■ Data section ■
begin
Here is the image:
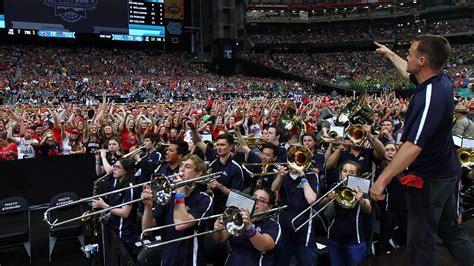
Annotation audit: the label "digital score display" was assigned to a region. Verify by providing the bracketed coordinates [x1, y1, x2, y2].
[0, 0, 165, 42]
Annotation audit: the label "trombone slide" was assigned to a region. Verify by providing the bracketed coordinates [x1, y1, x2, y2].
[291, 177, 347, 232]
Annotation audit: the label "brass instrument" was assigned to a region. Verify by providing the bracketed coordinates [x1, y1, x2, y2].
[328, 130, 339, 138]
[371, 124, 383, 136]
[291, 177, 357, 232]
[242, 163, 287, 188]
[287, 145, 313, 171]
[206, 158, 219, 198]
[336, 92, 373, 126]
[457, 148, 474, 167]
[242, 144, 313, 188]
[244, 137, 265, 149]
[43, 172, 222, 228]
[140, 205, 287, 249]
[279, 101, 306, 135]
[321, 136, 356, 149]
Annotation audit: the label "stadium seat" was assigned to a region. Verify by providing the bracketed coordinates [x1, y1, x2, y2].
[0, 197, 31, 264]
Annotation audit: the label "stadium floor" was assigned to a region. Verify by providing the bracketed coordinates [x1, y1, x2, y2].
[0, 210, 474, 266]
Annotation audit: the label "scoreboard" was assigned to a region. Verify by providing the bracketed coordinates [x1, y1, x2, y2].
[0, 0, 166, 42]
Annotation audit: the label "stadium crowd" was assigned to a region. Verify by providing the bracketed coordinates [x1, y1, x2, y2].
[0, 45, 304, 106]
[248, 44, 474, 90]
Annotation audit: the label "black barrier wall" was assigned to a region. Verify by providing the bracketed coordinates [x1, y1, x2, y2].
[0, 154, 96, 205]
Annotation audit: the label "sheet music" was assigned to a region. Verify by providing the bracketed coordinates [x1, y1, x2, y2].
[225, 191, 255, 213]
[347, 175, 370, 194]
[316, 242, 326, 249]
[331, 126, 344, 136]
[395, 133, 402, 144]
[453, 135, 462, 147]
[462, 138, 474, 148]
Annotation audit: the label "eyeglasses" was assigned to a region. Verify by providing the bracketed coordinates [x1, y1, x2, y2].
[252, 197, 270, 205]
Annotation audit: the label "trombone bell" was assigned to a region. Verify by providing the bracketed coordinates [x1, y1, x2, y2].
[457, 148, 474, 167]
[334, 187, 357, 209]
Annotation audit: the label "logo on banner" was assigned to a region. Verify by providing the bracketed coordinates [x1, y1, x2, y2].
[44, 0, 98, 22]
[166, 21, 183, 35]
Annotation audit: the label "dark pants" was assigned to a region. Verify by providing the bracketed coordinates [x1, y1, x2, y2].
[137, 247, 161, 266]
[380, 210, 407, 253]
[273, 242, 318, 266]
[328, 239, 367, 266]
[407, 175, 474, 266]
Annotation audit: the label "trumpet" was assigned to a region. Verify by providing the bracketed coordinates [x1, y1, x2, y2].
[328, 130, 339, 138]
[43, 172, 222, 228]
[291, 177, 357, 232]
[140, 205, 287, 249]
[347, 124, 369, 146]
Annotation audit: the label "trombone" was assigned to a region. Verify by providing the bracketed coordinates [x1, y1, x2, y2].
[456, 148, 474, 167]
[43, 172, 222, 228]
[140, 205, 287, 249]
[242, 144, 313, 176]
[122, 145, 147, 164]
[291, 177, 357, 232]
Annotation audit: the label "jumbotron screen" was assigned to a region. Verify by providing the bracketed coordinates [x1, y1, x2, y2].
[0, 0, 165, 42]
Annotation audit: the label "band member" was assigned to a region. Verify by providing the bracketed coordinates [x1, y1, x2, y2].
[321, 161, 372, 266]
[0, 132, 18, 160]
[376, 143, 407, 253]
[92, 159, 138, 250]
[370, 35, 474, 265]
[379, 119, 397, 145]
[95, 137, 122, 176]
[193, 130, 244, 213]
[140, 154, 212, 266]
[326, 125, 385, 174]
[191, 129, 244, 265]
[213, 188, 281, 266]
[302, 132, 326, 176]
[267, 125, 287, 163]
[272, 166, 318, 266]
[158, 140, 189, 176]
[8, 128, 39, 159]
[135, 133, 162, 183]
[453, 104, 474, 138]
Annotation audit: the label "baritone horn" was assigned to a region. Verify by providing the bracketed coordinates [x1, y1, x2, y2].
[140, 205, 287, 249]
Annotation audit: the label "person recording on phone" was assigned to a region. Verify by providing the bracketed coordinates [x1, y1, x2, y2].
[213, 188, 281, 266]
[138, 154, 212, 266]
[370, 35, 474, 266]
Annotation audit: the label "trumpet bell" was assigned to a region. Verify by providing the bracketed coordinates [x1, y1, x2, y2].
[335, 187, 357, 209]
[347, 125, 368, 146]
[150, 175, 172, 205]
[328, 130, 339, 138]
[222, 206, 244, 236]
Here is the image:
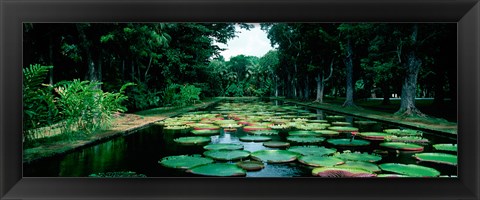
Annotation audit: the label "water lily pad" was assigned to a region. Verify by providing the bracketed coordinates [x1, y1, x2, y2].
[237, 160, 265, 171]
[312, 167, 377, 178]
[219, 124, 243, 129]
[243, 126, 270, 132]
[298, 155, 345, 167]
[250, 150, 300, 163]
[158, 155, 213, 169]
[163, 126, 191, 134]
[380, 142, 423, 151]
[413, 153, 458, 166]
[383, 129, 423, 136]
[325, 115, 345, 120]
[377, 174, 410, 178]
[335, 152, 382, 162]
[263, 141, 290, 148]
[328, 126, 358, 133]
[248, 130, 279, 135]
[332, 122, 352, 126]
[327, 138, 370, 146]
[187, 163, 247, 176]
[193, 124, 220, 130]
[203, 149, 250, 161]
[339, 161, 382, 172]
[191, 129, 220, 136]
[358, 132, 392, 141]
[203, 144, 243, 150]
[88, 171, 147, 178]
[288, 146, 337, 156]
[238, 135, 272, 142]
[432, 144, 457, 152]
[379, 163, 440, 177]
[288, 131, 320, 136]
[385, 136, 429, 144]
[315, 130, 340, 136]
[307, 119, 328, 123]
[287, 136, 325, 144]
[173, 136, 211, 145]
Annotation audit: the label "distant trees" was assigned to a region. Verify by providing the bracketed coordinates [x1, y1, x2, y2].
[262, 23, 456, 116]
[24, 23, 456, 118]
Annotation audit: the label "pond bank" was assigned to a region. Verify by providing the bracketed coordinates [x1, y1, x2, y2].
[271, 97, 458, 137]
[23, 98, 222, 163]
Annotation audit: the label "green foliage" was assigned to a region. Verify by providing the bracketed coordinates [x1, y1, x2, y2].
[163, 83, 202, 106]
[225, 83, 243, 97]
[126, 80, 161, 110]
[55, 79, 130, 134]
[23, 64, 58, 140]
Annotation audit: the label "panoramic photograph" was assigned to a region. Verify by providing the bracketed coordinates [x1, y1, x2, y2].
[22, 22, 458, 178]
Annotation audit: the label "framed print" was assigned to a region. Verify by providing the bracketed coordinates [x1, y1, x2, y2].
[0, 0, 480, 199]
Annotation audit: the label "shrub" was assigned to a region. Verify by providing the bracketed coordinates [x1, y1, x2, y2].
[55, 79, 133, 137]
[163, 83, 202, 106]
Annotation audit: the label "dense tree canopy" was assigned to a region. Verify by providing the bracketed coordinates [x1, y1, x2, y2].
[23, 23, 456, 123]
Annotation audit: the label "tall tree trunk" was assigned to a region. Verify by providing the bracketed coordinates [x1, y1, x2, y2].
[382, 84, 390, 105]
[343, 39, 355, 107]
[305, 76, 310, 100]
[48, 36, 53, 85]
[76, 24, 98, 85]
[395, 24, 424, 116]
[315, 73, 324, 103]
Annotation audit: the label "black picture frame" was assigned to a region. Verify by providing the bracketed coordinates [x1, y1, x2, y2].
[0, 0, 480, 199]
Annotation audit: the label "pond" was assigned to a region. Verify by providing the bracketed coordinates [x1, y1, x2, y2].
[23, 101, 457, 177]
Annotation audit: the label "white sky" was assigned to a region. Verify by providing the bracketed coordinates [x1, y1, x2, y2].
[216, 24, 273, 61]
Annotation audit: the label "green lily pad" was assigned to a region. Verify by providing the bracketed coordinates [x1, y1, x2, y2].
[339, 161, 382, 172]
[287, 136, 325, 144]
[377, 174, 410, 178]
[173, 136, 211, 145]
[432, 144, 457, 152]
[248, 130, 279, 135]
[263, 141, 290, 148]
[163, 126, 191, 134]
[307, 119, 328, 123]
[312, 167, 377, 178]
[327, 138, 370, 146]
[288, 131, 320, 136]
[332, 122, 352, 126]
[203, 144, 243, 150]
[328, 126, 358, 133]
[250, 150, 300, 163]
[385, 136, 429, 144]
[237, 160, 265, 171]
[298, 155, 345, 167]
[383, 129, 423, 136]
[203, 149, 250, 161]
[158, 155, 213, 169]
[315, 130, 340, 136]
[88, 171, 147, 178]
[413, 153, 458, 166]
[379, 163, 440, 177]
[335, 152, 382, 162]
[325, 115, 345, 120]
[191, 129, 220, 136]
[380, 142, 423, 151]
[358, 132, 392, 141]
[238, 135, 272, 142]
[187, 163, 247, 176]
[354, 121, 378, 125]
[243, 126, 270, 132]
[193, 124, 220, 130]
[219, 124, 242, 129]
[288, 146, 337, 156]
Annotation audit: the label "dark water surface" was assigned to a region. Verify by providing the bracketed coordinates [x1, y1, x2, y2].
[23, 102, 457, 177]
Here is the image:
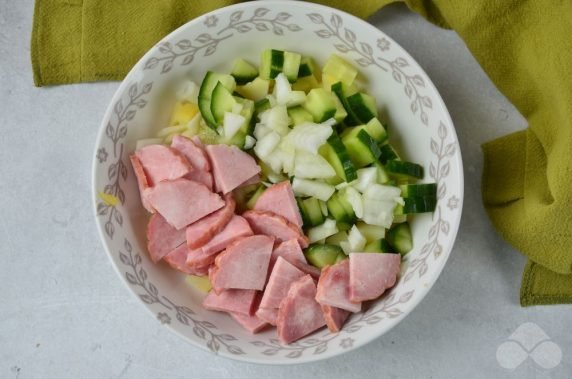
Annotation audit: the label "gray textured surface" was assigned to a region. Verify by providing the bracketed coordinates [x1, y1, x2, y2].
[0, 0, 572, 379]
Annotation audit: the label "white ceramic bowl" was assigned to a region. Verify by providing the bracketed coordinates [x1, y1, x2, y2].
[93, 1, 463, 364]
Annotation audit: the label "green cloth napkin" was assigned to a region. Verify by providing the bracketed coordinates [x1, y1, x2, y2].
[32, 0, 572, 305]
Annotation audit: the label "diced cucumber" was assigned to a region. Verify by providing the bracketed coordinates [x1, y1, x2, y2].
[385, 160, 423, 179]
[303, 88, 337, 122]
[340, 187, 363, 218]
[332, 96, 348, 123]
[353, 166, 377, 193]
[307, 219, 339, 243]
[294, 150, 336, 179]
[356, 221, 385, 242]
[304, 244, 344, 269]
[332, 82, 360, 126]
[236, 78, 270, 104]
[260, 49, 284, 79]
[326, 196, 353, 224]
[379, 143, 400, 164]
[230, 58, 258, 85]
[364, 238, 393, 253]
[258, 161, 288, 183]
[272, 73, 306, 107]
[342, 127, 381, 168]
[254, 98, 271, 114]
[365, 117, 387, 144]
[300, 197, 324, 226]
[282, 51, 302, 83]
[288, 106, 314, 126]
[298, 56, 316, 79]
[296, 197, 312, 228]
[387, 222, 413, 256]
[320, 133, 357, 183]
[260, 49, 302, 83]
[348, 225, 367, 252]
[284, 123, 333, 154]
[198, 71, 236, 130]
[323, 54, 358, 84]
[373, 162, 390, 184]
[211, 82, 236, 125]
[336, 252, 349, 263]
[318, 200, 328, 216]
[336, 222, 353, 231]
[292, 75, 320, 93]
[334, 190, 356, 223]
[326, 230, 348, 246]
[393, 196, 437, 215]
[399, 183, 437, 197]
[346, 92, 377, 124]
[246, 184, 266, 209]
[292, 178, 336, 202]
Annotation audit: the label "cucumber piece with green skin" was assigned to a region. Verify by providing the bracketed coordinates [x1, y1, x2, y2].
[322, 54, 358, 85]
[300, 197, 325, 226]
[379, 143, 400, 164]
[342, 127, 381, 168]
[373, 162, 390, 184]
[246, 184, 266, 209]
[260, 49, 284, 79]
[326, 195, 353, 225]
[319, 133, 357, 183]
[230, 58, 258, 85]
[211, 82, 236, 125]
[236, 78, 270, 101]
[334, 252, 348, 264]
[399, 183, 437, 198]
[260, 49, 302, 83]
[326, 231, 348, 246]
[296, 197, 311, 228]
[364, 238, 393, 253]
[385, 160, 423, 179]
[292, 75, 320, 93]
[198, 71, 236, 130]
[346, 92, 377, 124]
[282, 51, 302, 83]
[288, 106, 314, 127]
[386, 222, 413, 256]
[356, 222, 385, 242]
[303, 88, 337, 123]
[365, 117, 387, 144]
[304, 244, 345, 269]
[254, 98, 272, 114]
[393, 196, 437, 215]
[332, 96, 348, 123]
[332, 82, 360, 126]
[298, 56, 316, 78]
[336, 222, 353, 232]
[334, 189, 356, 223]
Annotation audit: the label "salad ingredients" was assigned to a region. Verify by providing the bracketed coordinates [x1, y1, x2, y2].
[132, 49, 437, 343]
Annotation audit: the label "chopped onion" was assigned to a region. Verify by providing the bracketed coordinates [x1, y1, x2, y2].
[292, 178, 336, 201]
[222, 112, 246, 140]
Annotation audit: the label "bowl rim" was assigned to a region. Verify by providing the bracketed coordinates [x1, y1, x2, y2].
[91, 0, 464, 365]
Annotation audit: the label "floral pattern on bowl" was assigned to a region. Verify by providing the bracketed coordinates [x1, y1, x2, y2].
[93, 1, 463, 364]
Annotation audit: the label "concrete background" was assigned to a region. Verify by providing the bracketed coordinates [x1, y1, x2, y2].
[0, 0, 572, 379]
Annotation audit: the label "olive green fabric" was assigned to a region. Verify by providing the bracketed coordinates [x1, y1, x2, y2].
[32, 0, 572, 305]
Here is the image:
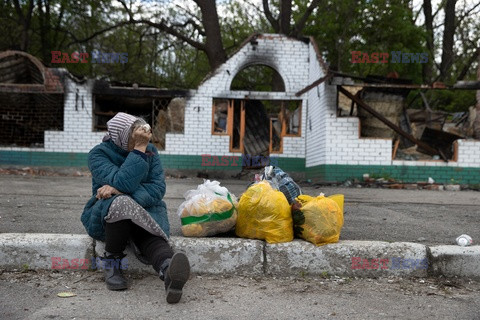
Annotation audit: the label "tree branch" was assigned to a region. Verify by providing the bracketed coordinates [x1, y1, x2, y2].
[64, 21, 133, 47]
[457, 47, 480, 81]
[294, 0, 320, 36]
[172, 19, 205, 36]
[263, 0, 280, 33]
[117, 0, 206, 51]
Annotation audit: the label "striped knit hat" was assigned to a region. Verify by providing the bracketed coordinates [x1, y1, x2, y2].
[103, 112, 137, 151]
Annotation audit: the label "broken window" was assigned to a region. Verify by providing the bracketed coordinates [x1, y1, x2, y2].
[283, 101, 302, 136]
[212, 99, 301, 155]
[0, 53, 64, 148]
[93, 95, 185, 150]
[212, 99, 228, 134]
[230, 64, 285, 92]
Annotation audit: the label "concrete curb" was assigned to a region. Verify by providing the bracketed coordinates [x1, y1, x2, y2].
[95, 237, 264, 276]
[0, 233, 480, 278]
[430, 246, 480, 278]
[0, 233, 93, 270]
[265, 240, 428, 278]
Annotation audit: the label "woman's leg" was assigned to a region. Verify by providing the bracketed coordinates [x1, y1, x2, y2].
[132, 222, 190, 303]
[101, 220, 132, 290]
[105, 220, 133, 254]
[132, 224, 173, 273]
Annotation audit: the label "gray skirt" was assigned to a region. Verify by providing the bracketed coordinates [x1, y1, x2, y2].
[105, 195, 168, 242]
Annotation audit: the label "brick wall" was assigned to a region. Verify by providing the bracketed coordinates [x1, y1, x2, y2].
[161, 35, 309, 158]
[0, 93, 63, 147]
[45, 78, 105, 153]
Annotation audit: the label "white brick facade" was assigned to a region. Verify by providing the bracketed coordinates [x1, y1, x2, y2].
[45, 78, 105, 153]
[161, 35, 309, 158]
[0, 34, 480, 172]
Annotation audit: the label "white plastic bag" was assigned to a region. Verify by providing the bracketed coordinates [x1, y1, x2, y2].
[177, 180, 237, 237]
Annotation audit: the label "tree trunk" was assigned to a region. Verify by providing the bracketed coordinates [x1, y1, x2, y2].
[279, 0, 292, 35]
[422, 0, 435, 83]
[195, 0, 227, 70]
[473, 57, 480, 139]
[440, 0, 456, 81]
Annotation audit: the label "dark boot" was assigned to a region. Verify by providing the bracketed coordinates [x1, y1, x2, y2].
[160, 252, 190, 303]
[100, 252, 127, 290]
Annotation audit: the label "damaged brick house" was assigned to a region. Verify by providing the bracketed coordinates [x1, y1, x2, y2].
[0, 34, 480, 183]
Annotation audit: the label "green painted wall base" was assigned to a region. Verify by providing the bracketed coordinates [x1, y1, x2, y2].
[306, 164, 480, 184]
[0, 151, 480, 184]
[0, 150, 305, 172]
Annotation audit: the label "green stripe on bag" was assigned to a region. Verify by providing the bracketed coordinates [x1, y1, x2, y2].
[180, 194, 235, 226]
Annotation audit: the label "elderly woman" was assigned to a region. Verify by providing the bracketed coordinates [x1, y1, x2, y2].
[81, 113, 190, 303]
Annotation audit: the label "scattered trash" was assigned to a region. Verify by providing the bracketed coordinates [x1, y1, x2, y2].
[57, 292, 77, 298]
[445, 184, 461, 191]
[455, 234, 473, 247]
[262, 166, 302, 204]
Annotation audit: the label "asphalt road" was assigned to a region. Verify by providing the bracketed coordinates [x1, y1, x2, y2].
[0, 270, 480, 320]
[0, 175, 480, 245]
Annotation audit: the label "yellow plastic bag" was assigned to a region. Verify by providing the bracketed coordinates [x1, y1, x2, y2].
[292, 194, 344, 246]
[235, 181, 293, 243]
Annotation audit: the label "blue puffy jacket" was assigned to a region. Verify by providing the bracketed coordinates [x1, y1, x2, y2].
[81, 140, 170, 241]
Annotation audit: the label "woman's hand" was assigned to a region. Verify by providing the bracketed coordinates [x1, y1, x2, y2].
[97, 184, 122, 199]
[132, 126, 152, 152]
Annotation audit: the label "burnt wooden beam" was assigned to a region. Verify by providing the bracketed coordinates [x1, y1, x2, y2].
[295, 73, 333, 97]
[338, 86, 448, 162]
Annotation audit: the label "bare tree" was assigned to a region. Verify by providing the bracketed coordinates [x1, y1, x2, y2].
[118, 0, 227, 70]
[13, 0, 34, 51]
[422, 0, 435, 82]
[262, 0, 320, 37]
[473, 57, 480, 139]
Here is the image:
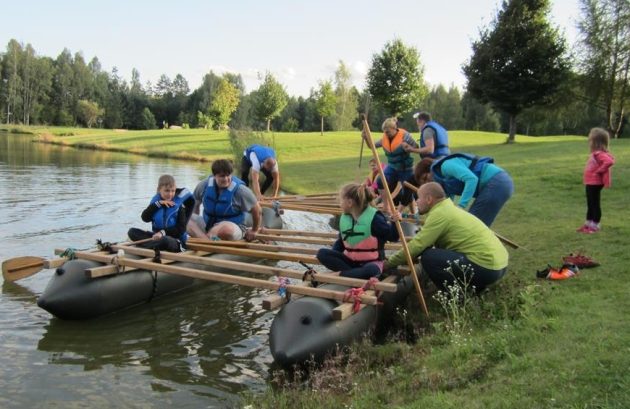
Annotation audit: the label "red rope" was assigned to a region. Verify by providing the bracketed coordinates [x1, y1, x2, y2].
[343, 287, 365, 314]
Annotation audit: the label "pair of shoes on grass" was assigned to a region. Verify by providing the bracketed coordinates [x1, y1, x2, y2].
[562, 253, 599, 268]
[576, 220, 600, 234]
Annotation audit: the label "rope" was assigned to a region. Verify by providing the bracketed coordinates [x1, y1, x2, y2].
[343, 287, 365, 314]
[59, 247, 77, 260]
[278, 277, 291, 302]
[109, 254, 125, 274]
[299, 261, 319, 288]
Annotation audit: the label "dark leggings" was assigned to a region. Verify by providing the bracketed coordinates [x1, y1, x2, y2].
[586, 185, 604, 223]
[420, 248, 506, 292]
[127, 227, 182, 253]
[317, 249, 381, 280]
[241, 156, 273, 194]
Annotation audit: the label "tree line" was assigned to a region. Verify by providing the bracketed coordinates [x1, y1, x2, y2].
[0, 0, 630, 141]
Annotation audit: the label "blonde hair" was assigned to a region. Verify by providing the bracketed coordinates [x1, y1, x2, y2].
[588, 128, 610, 152]
[381, 117, 398, 131]
[157, 175, 176, 191]
[339, 183, 372, 213]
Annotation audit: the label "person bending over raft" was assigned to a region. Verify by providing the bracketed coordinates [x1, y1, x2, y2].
[317, 183, 398, 280]
[385, 182, 508, 292]
[414, 153, 514, 227]
[241, 145, 280, 200]
[188, 159, 262, 241]
[127, 175, 195, 253]
[363, 118, 418, 212]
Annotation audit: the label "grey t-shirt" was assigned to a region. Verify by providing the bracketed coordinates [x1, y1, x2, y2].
[193, 178, 257, 218]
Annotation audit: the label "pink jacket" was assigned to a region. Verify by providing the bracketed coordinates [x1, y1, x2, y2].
[583, 151, 615, 187]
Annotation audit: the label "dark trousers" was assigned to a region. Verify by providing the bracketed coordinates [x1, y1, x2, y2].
[317, 249, 381, 280]
[420, 248, 506, 292]
[241, 156, 273, 194]
[127, 227, 182, 253]
[586, 185, 604, 223]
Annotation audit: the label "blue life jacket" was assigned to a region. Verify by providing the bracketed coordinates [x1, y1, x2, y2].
[151, 188, 192, 244]
[202, 176, 245, 231]
[245, 145, 276, 165]
[431, 153, 494, 197]
[420, 121, 451, 159]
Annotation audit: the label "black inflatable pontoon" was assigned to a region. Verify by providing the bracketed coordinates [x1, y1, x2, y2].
[37, 209, 282, 320]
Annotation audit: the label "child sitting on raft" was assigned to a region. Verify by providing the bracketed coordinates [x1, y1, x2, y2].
[127, 175, 195, 252]
[317, 183, 398, 280]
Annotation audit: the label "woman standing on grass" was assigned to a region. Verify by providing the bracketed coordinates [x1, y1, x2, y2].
[577, 128, 615, 234]
[317, 183, 398, 280]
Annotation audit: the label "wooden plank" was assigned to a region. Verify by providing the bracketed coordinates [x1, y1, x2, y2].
[106, 246, 396, 292]
[262, 281, 311, 311]
[53, 251, 377, 305]
[332, 276, 396, 321]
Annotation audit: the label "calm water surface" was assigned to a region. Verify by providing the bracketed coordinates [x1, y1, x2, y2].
[0, 133, 329, 408]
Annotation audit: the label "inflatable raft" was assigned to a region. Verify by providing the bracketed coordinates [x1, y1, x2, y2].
[37, 209, 282, 320]
[269, 276, 413, 368]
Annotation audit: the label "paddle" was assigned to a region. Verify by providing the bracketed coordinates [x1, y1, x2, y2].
[2, 237, 153, 282]
[363, 116, 429, 317]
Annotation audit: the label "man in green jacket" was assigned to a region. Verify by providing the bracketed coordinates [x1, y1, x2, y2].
[384, 182, 508, 292]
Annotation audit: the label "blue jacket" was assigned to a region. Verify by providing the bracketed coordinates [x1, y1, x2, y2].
[431, 153, 500, 202]
[150, 188, 192, 244]
[420, 121, 451, 159]
[202, 176, 245, 231]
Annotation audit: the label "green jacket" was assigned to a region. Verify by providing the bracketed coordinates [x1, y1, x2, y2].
[389, 199, 508, 270]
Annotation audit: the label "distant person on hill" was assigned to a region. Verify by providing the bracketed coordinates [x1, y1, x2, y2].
[384, 182, 508, 292]
[317, 183, 398, 280]
[577, 128, 615, 233]
[127, 175, 195, 253]
[363, 118, 418, 213]
[241, 145, 280, 200]
[403, 112, 451, 159]
[188, 159, 262, 241]
[414, 153, 514, 227]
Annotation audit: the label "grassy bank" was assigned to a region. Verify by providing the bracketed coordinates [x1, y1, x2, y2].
[4, 124, 630, 408]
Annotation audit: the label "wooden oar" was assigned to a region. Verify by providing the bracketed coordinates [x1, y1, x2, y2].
[404, 181, 522, 249]
[186, 242, 321, 264]
[363, 116, 429, 317]
[2, 234, 153, 282]
[59, 251, 378, 305]
[107, 246, 397, 292]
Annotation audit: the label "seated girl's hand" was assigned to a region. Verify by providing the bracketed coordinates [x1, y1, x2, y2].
[390, 210, 402, 222]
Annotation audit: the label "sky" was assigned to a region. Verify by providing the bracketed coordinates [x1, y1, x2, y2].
[0, 0, 579, 97]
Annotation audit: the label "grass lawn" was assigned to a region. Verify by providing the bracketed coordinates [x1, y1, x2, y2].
[6, 123, 630, 409]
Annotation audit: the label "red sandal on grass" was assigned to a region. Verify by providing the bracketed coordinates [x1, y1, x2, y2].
[562, 253, 599, 268]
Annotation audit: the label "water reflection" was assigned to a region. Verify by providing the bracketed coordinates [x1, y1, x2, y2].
[0, 134, 338, 408]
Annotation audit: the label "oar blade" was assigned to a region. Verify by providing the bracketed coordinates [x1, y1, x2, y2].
[2, 256, 44, 282]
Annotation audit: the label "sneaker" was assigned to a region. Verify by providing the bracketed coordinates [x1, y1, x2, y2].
[562, 253, 599, 268]
[575, 223, 593, 233]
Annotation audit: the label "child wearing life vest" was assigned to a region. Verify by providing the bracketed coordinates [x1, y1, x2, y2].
[577, 128, 615, 234]
[127, 175, 195, 252]
[317, 183, 398, 280]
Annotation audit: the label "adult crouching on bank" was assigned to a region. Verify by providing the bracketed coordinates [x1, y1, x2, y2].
[383, 182, 508, 292]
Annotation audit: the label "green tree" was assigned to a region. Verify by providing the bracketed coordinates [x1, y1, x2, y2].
[210, 78, 240, 128]
[332, 61, 359, 131]
[578, 0, 630, 138]
[254, 72, 288, 132]
[463, 0, 569, 143]
[313, 81, 337, 135]
[77, 99, 105, 128]
[367, 39, 427, 116]
[141, 107, 157, 129]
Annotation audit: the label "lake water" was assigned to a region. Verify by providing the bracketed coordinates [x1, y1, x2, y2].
[0, 133, 330, 408]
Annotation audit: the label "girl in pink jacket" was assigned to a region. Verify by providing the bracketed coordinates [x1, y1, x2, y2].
[577, 128, 615, 233]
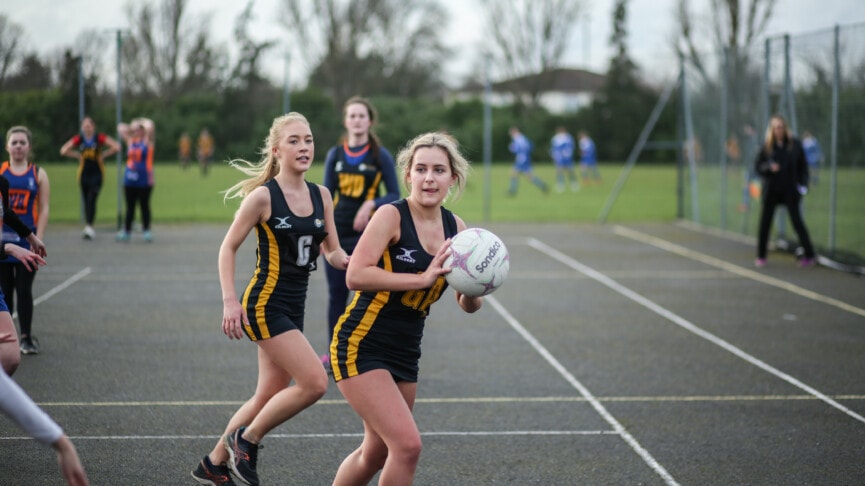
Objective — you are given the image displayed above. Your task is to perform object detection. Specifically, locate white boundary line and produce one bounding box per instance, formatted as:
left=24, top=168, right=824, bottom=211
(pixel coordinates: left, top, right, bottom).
end
■ Set exercise ■
Scale the material from its beginning up to and including the line containing "[291, 177, 347, 232]", reproducing every line, requests included, with each bounding-box coordinate in the answers multiplied by 0.2 and rounded to a whole number, halves rounded up. Leave the numbers in the requests unchanged and omit the pictures.

■ Solution ■
Here is the image:
Annotation audit: the label "digital score display" was assigned to a region. Verify by providing the bracketed coordinates [x1, y1, x2, y2].
[0, 0, 33, 8]
Annotation audit: the label "trombone slide" was assigned to a region. Verify by providing the bracketed coordinates [x1, y1, x2, y2].
[58, 35, 69, 46]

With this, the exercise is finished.